### What to work on
Set down all of the data that follows word for word, without the images.

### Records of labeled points

## BEGIN

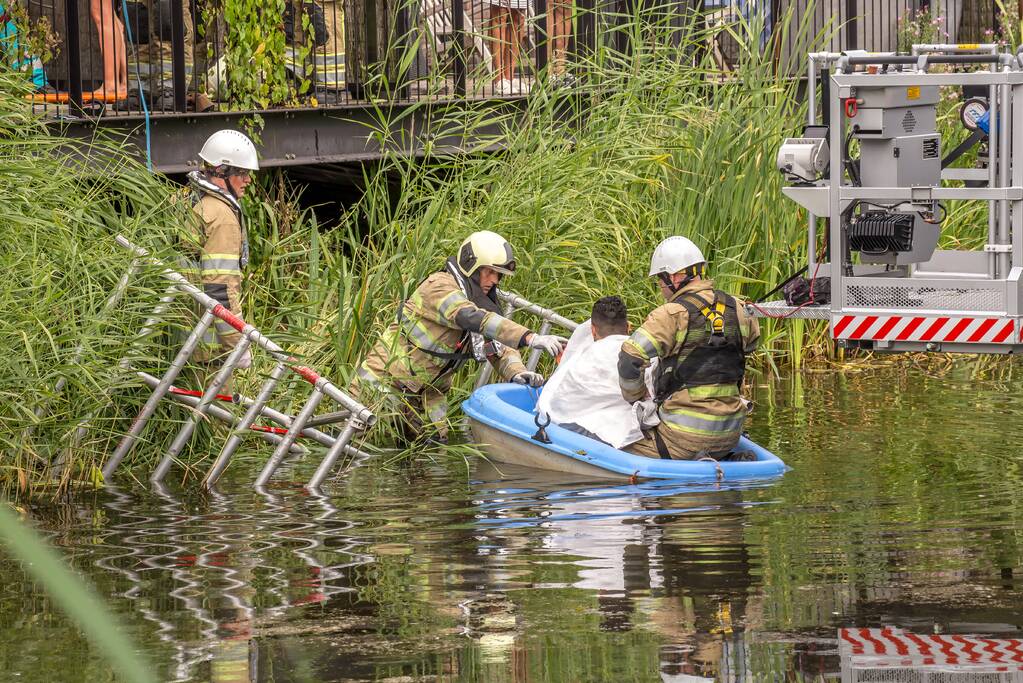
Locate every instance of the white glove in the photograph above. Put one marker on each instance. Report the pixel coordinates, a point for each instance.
(646, 412)
(534, 379)
(246, 361)
(552, 344)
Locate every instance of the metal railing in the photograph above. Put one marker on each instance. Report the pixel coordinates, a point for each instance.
(159, 57)
(209, 403)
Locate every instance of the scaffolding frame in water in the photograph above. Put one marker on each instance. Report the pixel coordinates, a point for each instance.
(355, 417)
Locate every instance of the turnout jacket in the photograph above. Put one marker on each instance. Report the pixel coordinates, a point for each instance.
(708, 417)
(219, 251)
(431, 339)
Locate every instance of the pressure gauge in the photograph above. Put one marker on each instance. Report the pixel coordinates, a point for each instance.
(973, 109)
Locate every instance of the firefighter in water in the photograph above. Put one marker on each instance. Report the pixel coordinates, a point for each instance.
(220, 245)
(702, 337)
(452, 318)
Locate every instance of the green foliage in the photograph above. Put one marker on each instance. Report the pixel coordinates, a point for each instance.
(648, 144)
(73, 596)
(60, 266)
(255, 53)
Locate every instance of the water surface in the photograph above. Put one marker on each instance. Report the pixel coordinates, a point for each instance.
(902, 509)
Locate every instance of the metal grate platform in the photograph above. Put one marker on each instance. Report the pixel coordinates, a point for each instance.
(780, 309)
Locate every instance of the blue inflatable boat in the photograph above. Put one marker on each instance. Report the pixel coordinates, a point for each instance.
(500, 417)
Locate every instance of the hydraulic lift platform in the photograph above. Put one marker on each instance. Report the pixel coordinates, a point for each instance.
(877, 179)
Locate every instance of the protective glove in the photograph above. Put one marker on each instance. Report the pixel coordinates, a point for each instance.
(533, 379)
(646, 412)
(552, 344)
(246, 361)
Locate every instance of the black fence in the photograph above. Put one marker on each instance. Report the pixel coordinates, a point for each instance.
(119, 57)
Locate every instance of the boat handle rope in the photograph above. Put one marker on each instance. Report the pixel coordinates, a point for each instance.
(717, 467)
(541, 431)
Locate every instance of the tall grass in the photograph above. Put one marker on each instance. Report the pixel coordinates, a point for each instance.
(59, 266)
(648, 144)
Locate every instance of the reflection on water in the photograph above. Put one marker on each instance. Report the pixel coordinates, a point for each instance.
(902, 511)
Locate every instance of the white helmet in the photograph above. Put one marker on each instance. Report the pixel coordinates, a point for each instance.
(675, 255)
(485, 248)
(229, 147)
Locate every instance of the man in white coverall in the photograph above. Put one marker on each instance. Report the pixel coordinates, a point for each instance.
(583, 394)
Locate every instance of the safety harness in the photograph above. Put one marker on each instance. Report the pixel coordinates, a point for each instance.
(711, 352)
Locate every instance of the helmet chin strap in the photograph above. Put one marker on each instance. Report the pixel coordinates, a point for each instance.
(666, 279)
(225, 175)
(691, 273)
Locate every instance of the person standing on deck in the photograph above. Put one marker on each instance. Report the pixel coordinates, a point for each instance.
(220, 245)
(451, 318)
(702, 336)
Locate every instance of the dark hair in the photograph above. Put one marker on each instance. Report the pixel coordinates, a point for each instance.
(611, 316)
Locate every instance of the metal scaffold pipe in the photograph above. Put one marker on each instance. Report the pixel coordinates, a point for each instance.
(258, 338)
(158, 394)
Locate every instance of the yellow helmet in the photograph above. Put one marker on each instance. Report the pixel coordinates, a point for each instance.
(485, 248)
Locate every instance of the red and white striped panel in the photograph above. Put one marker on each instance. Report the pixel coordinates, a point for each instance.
(932, 328)
(894, 647)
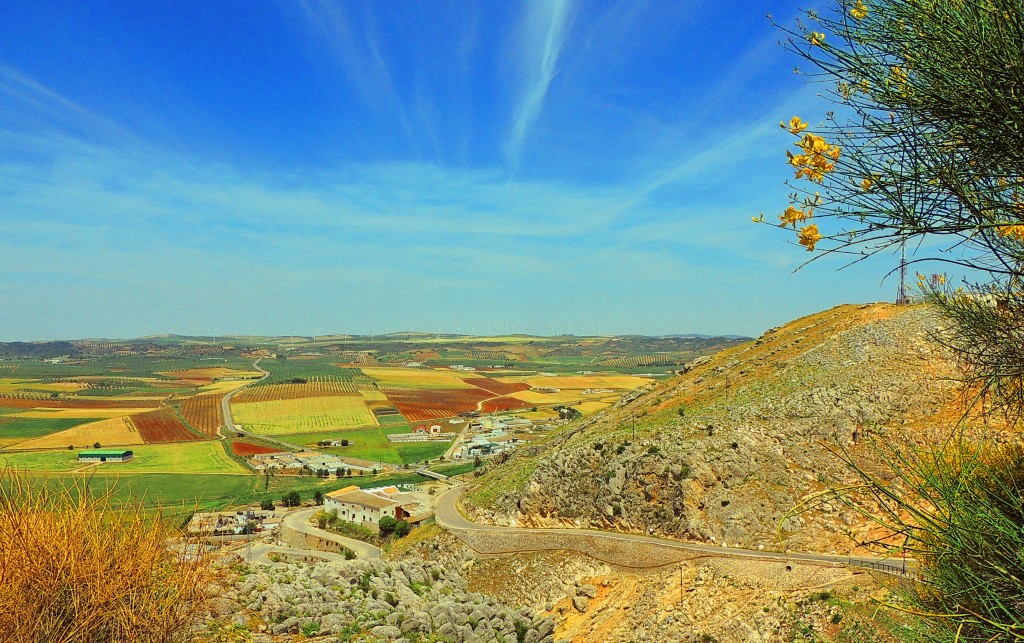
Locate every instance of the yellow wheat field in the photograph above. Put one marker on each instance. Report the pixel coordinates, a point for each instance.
(58, 414)
(111, 432)
(415, 378)
(303, 415)
(616, 382)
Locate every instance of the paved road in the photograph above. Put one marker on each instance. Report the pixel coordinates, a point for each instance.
(225, 410)
(299, 521)
(225, 402)
(449, 517)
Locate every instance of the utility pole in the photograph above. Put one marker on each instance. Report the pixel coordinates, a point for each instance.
(901, 297)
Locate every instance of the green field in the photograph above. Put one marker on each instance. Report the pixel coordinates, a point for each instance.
(390, 421)
(204, 457)
(179, 495)
(284, 370)
(372, 443)
(26, 428)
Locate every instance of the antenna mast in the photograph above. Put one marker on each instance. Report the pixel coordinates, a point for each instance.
(901, 297)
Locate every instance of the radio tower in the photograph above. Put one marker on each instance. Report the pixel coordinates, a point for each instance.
(901, 297)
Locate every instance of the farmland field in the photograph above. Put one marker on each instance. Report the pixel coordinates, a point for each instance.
(619, 382)
(86, 414)
(203, 457)
(203, 413)
(317, 388)
(303, 415)
(498, 387)
(115, 431)
(400, 377)
(17, 429)
(503, 403)
(162, 426)
(430, 404)
(284, 370)
(206, 376)
(245, 449)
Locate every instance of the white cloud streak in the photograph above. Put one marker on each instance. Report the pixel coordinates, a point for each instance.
(547, 26)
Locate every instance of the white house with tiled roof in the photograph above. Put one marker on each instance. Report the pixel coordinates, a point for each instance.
(358, 506)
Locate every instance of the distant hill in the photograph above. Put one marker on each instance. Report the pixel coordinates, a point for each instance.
(723, 452)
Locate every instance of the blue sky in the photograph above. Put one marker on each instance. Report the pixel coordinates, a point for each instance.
(309, 166)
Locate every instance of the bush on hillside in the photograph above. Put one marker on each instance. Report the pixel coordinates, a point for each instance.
(77, 567)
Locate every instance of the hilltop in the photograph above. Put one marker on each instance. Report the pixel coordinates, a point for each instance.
(722, 453)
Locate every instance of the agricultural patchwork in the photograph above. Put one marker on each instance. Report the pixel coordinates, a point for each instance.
(162, 397)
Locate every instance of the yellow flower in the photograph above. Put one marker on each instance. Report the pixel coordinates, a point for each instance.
(796, 125)
(808, 237)
(1015, 232)
(794, 216)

## END

### Complete response
Locate every instance of the white glove in the photograph above. Put one marker on each instance. Report the pixel coordinates, a point for each instance.
(646, 412)
(534, 379)
(246, 361)
(552, 344)
Locate every instance of the metal railing in the photograph above. Put one marker on each instance. Report the pixel coordinates, a point for each instance.
(159, 57)
(209, 403)
Locate every instance of the scaffolding frame in water in the photograph above. Put one marker on each instance. Report the pixel coordinates, a point for each instance.
(355, 417)
Locate every instance of the turnout jacket in the photograph above. Put one marker on each instance. Report the pixel coordinates, a point for each instance.
(708, 417)
(219, 251)
(431, 339)
Locate every instance of the pressure gauge in the photograph above. Put one marker on each instance. Report the pixel coordinates, a point for each instance.
(973, 109)
Locate every instance of the firefighter in water in the photograph above. Put one marker on each instance. Report the pixel coordinates, a point for each instance.
(220, 245)
(702, 337)
(452, 318)
Locate every instance of the green foliage in the photograph above. Put one marker on each instance. Report the pixel coordinates, a point for each instance.
(648, 144)
(73, 596)
(60, 266)
(255, 53)
Locate every instance of the water surface in the photograph above. Put one marker on each instance. Report the pixel coordinates, a point for each instance.
(902, 509)
Locate every instance of the metal grate platform in the photograph above. Put one marker on each instance. Report the pixel coordinates, a point for each instance.
(780, 309)
Locate every instance of the blue inflatable boat in the photograph above. Put one marker on each instance. Report the pixel coordinates, a point for each instance.
(500, 417)
Locate every instance of the hydraulic lift platform in the photograph above. Put one marker on each instance. Report the pixel coordinates, a point for each instance.
(877, 179)
Locate every instance of the protective glove in the photograph above. Put one marker on each instance. Report the pixel coordinates, a point for each instance.
(533, 379)
(646, 412)
(552, 344)
(246, 361)
Locate every instance of the black fence in the photograph above. Put one marker on each instance. Report the pixel coordinates, a point for each instance.
(119, 57)
Locate every instance of the boat handle rope in the photograph above. Put one marker on each instance. Report the pixel coordinates, a point for each instance.
(717, 467)
(541, 431)
Locate every instance of the tall grass in the photograph above. Put one marker on each instance. Report the pixel coordinates, a point for each instance.
(59, 266)
(648, 144)
Locate every instance of the reflection on water in the photograph above. Put one marker on each instance. Report the pixel coordinates, a point for each instance.
(902, 511)
Locate every instance of the white helmet in the photograph above. Put one marker on each instance. Report the pixel coordinates, a point for each instance.
(675, 255)
(485, 248)
(229, 147)
Locate every instance of the man in white coverall in the photograph above. Put one marker on each instance. Report the pixel coordinates, a point for each instance.
(583, 394)
Locate every instance of the safety harness in the photograph above. Put one marker on each instance. Report the pixel coordinates, a point for each instance.
(711, 352)
Locate every instance of the helmet chin strap in the photograph above. Put one marker on each instance. Report the pixel coordinates, a point for each instance.
(666, 279)
(225, 175)
(691, 273)
Locate every instance of the person standing on deck in the photograph above. Put one marker on each instance. Report the pixel coordinates, a point for each instance.
(220, 245)
(451, 318)
(702, 336)
Locate every instance of the dark hair in the photograph above. Put one marker on each instance. Report the pixel coordinates, a point for each instance.
(611, 316)
Locate every instance of the metal scaffold pipe in the photograph above. Put one marker on each instance. Report the pixel coordinates, a point for each instance.
(258, 338)
(158, 394)
Locate every instance of the yellow helmet in the photograph above. Put one marker on each instance. Report the pixel coordinates, a point for each instance.
(485, 248)
Locate every instance of the red and white striped panel in the photograph above. Put one marker on each instance. Report the pixel coordinates, a point for each instance.
(932, 328)
(894, 647)
Locate every instance of the yellow wheat field in the photograph above. Put one marker on each instance. Report the pixel coordinates, a point for each instance.
(58, 414)
(111, 432)
(415, 378)
(303, 415)
(616, 382)
Locate every instance of the paved road in the photograph above. Put one marker on each instance. Report the pixel coordinates, a point for each instance.
(225, 410)
(299, 521)
(225, 402)
(449, 517)
Locate every instance of the utility pole in the photograph above. Put one marker on each instance. Report the pixel coordinates, a point for each instance.
(901, 297)
Locate every instance of the green field in the photograph above. Put one marker on each instance. Report the pixel coordinates, a point for each instance.
(390, 421)
(204, 457)
(179, 495)
(284, 370)
(372, 443)
(26, 428)
Locate every instance of the antenna mast in the photograph above. Put one marker on each instance. Report the pixel coordinates, a point for each instance.
(901, 297)
Locate every instance of the radio tower in the photograph above. Put one marker on each instance. Report the pixel coordinates, a point for each instance.
(901, 297)
Locate every instance of the farmland field in the photograph above. Put one marker on each instance. Report the pixel coordinates, a point for each instance.
(619, 382)
(86, 414)
(203, 457)
(203, 413)
(317, 388)
(303, 415)
(498, 387)
(115, 431)
(400, 377)
(17, 429)
(503, 403)
(162, 426)
(430, 404)
(284, 370)
(206, 376)
(245, 449)
Locate every instance of the white cloud streak in the photograph above. Put one marker on each instance. Report the pixel coordinates, a point for each instance.
(547, 26)
Locate every instance of the white house with tiled roof in the photograph above. Put one marker on each instance. Report the pixel coordinates, a point for each instance.
(358, 506)
Locate every instance of the distant hill in the photograph above. Put one marker on each instance. Report the pixel coordinates, a point for each instance.
(723, 452)
Locate every instance of the blue sky in the photograph above. Put one marker on each instance. Report the pixel coordinates, a point for each instance.
(309, 166)
Locate every instance of the bush on hillside in the photograph above. Put one marker on each instance. Report the pixel coordinates, a point for each instance.
(77, 567)
Locate every instance of the hilltop in the photograph above. Put one marker on each instance. Report the pixel coordinates, a point for each instance.
(722, 453)
Locate every instance of the agricultural patchwork in the photograph above. Put one marker on each instance. Report the pixel coordinates, a point for each instance.
(162, 397)
Locate every instance of the yellow flower in the photograph above. Put one marker on each instance. Report the pixel coordinates, a point for each instance.
(796, 125)
(808, 237)
(1015, 232)
(794, 216)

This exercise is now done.